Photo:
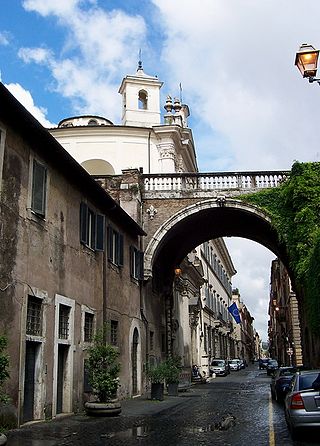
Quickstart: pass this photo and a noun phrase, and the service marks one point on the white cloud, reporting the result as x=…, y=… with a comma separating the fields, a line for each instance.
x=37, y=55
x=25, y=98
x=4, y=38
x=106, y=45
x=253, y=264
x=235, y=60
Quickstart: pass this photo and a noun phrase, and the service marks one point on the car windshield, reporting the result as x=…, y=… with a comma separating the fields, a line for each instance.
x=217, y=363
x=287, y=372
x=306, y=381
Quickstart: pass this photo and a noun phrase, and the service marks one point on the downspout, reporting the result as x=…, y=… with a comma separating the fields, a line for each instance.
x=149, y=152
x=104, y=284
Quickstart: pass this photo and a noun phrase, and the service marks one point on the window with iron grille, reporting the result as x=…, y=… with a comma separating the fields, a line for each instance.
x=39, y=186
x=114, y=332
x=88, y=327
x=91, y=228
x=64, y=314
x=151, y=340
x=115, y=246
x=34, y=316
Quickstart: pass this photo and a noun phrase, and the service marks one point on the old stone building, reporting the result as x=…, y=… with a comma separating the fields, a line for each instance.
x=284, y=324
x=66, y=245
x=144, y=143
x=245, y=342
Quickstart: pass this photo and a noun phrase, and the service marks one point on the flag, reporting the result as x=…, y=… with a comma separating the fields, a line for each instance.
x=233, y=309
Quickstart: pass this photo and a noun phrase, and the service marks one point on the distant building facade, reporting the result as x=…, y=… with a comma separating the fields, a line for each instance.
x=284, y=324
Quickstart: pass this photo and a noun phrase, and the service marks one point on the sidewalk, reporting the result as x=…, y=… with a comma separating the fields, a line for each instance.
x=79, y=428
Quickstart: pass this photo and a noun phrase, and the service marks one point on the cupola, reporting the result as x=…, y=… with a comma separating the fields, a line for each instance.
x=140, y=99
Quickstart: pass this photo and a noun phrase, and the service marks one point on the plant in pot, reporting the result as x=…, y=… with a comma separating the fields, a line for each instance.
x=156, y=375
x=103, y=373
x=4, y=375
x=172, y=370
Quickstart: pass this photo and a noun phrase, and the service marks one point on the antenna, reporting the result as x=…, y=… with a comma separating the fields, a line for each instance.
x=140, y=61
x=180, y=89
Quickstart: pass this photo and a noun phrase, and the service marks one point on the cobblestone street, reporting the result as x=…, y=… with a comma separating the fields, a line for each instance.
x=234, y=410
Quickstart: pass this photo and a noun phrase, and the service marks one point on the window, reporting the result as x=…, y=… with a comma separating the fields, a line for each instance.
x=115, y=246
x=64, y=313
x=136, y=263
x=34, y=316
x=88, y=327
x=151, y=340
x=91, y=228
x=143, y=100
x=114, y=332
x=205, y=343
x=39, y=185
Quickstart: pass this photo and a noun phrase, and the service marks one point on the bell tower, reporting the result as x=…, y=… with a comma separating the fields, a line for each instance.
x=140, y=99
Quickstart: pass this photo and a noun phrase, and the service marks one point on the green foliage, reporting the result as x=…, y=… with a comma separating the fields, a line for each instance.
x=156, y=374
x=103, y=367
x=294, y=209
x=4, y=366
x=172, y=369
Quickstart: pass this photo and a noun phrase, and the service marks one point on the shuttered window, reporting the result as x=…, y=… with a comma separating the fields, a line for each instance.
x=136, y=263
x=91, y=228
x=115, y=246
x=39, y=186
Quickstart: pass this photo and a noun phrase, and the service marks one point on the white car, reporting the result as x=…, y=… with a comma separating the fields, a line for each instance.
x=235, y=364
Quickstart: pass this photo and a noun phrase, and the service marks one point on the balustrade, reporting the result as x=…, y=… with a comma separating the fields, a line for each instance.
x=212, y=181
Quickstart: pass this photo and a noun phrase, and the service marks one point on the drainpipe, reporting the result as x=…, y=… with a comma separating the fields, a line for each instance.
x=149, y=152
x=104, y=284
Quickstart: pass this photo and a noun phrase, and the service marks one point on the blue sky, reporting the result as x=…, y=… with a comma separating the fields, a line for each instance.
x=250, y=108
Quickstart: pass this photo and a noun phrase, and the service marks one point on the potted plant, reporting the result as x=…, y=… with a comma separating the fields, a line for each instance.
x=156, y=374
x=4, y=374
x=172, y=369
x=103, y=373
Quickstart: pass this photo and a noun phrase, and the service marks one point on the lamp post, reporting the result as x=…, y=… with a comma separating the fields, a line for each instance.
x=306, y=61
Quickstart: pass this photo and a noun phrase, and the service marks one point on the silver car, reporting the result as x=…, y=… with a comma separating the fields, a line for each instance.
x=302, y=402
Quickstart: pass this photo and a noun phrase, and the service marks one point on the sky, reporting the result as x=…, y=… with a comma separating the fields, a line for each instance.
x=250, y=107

...

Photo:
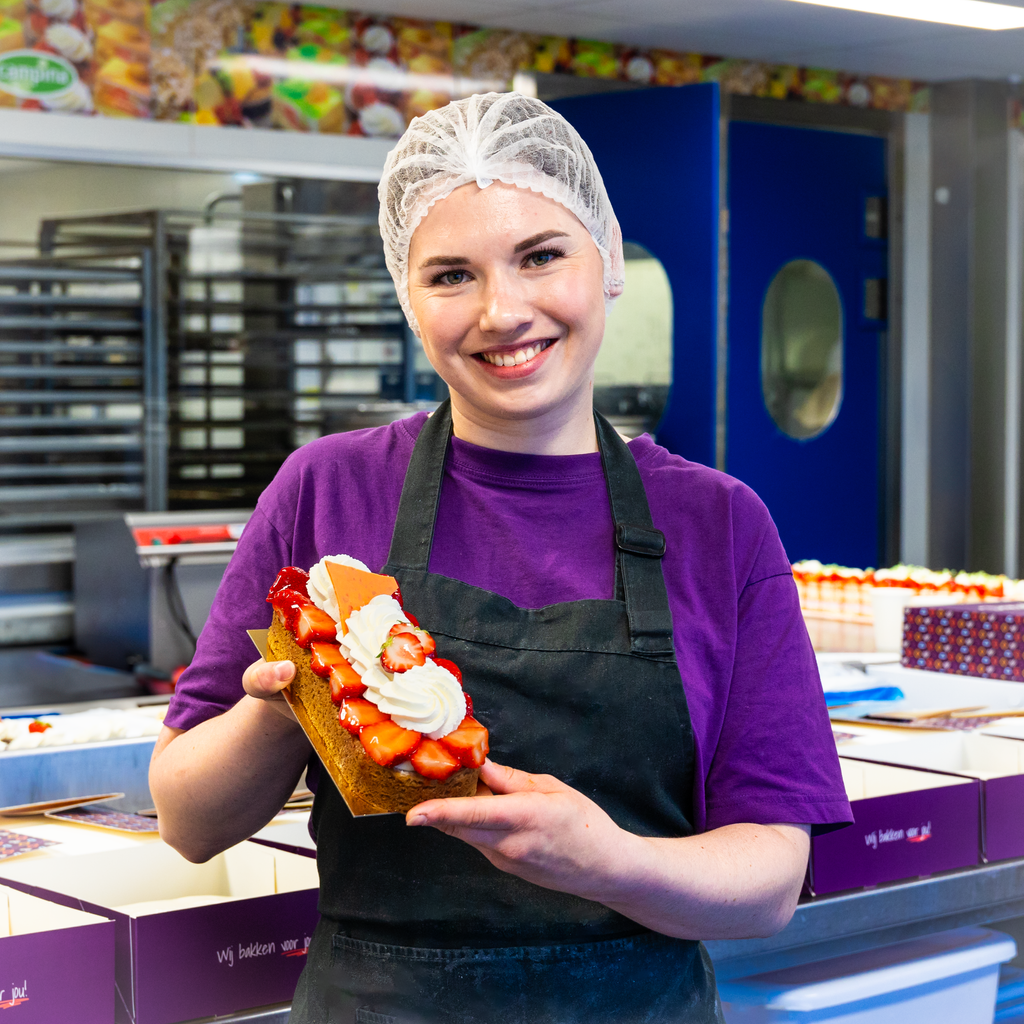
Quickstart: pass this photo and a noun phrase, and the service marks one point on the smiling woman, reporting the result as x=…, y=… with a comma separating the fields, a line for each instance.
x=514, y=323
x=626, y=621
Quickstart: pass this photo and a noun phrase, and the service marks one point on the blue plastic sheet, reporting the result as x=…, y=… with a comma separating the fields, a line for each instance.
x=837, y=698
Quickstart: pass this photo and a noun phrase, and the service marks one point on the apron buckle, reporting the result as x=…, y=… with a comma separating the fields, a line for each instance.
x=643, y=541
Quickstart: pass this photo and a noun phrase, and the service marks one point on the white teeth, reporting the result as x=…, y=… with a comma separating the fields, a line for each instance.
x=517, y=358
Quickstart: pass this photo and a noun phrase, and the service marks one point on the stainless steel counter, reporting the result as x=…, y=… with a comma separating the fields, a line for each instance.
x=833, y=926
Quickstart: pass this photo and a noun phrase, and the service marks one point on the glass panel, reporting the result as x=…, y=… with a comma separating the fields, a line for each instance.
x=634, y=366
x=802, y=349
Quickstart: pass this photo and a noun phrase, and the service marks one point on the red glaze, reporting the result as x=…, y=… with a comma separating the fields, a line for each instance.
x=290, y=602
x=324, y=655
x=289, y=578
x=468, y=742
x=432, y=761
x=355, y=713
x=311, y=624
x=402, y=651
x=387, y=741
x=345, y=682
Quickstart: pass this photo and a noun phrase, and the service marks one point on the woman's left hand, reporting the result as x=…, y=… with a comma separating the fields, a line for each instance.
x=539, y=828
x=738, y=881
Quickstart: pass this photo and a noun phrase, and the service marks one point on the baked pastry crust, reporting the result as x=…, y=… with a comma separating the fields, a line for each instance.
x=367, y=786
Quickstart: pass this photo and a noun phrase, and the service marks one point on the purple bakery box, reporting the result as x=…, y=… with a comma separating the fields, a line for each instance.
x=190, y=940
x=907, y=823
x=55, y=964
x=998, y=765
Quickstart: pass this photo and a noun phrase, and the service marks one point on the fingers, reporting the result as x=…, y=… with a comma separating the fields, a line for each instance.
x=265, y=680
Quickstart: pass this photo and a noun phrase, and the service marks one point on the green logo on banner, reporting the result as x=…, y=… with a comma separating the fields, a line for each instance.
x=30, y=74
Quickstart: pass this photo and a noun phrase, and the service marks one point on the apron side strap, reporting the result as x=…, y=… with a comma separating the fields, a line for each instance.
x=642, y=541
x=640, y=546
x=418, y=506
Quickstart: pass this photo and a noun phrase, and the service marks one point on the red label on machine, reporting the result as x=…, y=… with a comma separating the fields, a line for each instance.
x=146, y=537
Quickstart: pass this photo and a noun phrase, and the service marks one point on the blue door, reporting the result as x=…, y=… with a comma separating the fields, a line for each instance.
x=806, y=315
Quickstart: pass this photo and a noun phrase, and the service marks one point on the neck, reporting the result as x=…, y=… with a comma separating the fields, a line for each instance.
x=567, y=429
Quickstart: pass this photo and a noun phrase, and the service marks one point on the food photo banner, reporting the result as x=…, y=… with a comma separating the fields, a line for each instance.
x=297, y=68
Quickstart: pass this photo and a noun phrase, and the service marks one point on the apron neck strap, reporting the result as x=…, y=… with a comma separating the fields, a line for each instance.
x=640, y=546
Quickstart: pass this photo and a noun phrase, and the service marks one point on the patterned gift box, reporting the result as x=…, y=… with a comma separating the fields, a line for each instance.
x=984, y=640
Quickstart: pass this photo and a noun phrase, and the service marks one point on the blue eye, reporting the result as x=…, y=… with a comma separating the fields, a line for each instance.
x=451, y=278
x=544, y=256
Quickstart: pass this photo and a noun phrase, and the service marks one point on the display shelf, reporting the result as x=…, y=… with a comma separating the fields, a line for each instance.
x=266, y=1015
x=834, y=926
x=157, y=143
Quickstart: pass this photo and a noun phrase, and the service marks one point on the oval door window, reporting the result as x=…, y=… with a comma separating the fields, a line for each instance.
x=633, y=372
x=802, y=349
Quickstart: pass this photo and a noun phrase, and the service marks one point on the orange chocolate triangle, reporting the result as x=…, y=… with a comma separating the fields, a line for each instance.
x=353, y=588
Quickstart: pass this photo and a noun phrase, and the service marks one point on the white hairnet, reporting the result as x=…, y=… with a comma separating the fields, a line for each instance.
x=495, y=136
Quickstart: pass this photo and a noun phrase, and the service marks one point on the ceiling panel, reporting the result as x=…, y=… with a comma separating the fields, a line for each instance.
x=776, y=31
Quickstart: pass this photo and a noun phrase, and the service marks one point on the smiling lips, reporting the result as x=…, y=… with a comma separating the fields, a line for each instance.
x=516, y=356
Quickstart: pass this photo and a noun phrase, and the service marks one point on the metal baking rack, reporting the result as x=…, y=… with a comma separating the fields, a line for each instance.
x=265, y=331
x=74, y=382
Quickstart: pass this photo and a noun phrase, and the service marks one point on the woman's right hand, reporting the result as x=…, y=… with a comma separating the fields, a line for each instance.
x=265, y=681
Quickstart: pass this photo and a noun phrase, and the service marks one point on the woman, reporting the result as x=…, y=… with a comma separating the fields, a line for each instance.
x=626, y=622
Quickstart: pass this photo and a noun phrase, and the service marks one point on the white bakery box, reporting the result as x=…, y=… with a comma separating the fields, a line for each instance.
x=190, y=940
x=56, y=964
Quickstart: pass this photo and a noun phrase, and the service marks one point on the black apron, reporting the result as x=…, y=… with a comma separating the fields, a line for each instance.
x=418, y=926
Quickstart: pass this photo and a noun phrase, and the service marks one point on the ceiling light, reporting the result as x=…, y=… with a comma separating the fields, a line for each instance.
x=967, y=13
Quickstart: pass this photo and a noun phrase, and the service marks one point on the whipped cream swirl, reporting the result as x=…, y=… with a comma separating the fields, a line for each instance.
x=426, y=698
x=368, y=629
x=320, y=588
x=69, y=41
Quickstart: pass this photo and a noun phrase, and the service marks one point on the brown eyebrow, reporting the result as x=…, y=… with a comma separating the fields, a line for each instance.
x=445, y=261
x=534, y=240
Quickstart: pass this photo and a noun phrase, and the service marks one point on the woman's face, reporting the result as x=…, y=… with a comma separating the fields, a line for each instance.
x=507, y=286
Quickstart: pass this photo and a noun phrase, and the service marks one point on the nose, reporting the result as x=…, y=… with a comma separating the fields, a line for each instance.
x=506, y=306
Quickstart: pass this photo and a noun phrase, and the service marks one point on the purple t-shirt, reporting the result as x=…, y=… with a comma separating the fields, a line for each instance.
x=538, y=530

— WHAT YOU WILL DO —
How many lines of the items above contain the word "smiling"? Give only the number.

— SOLUTION BELOW —
2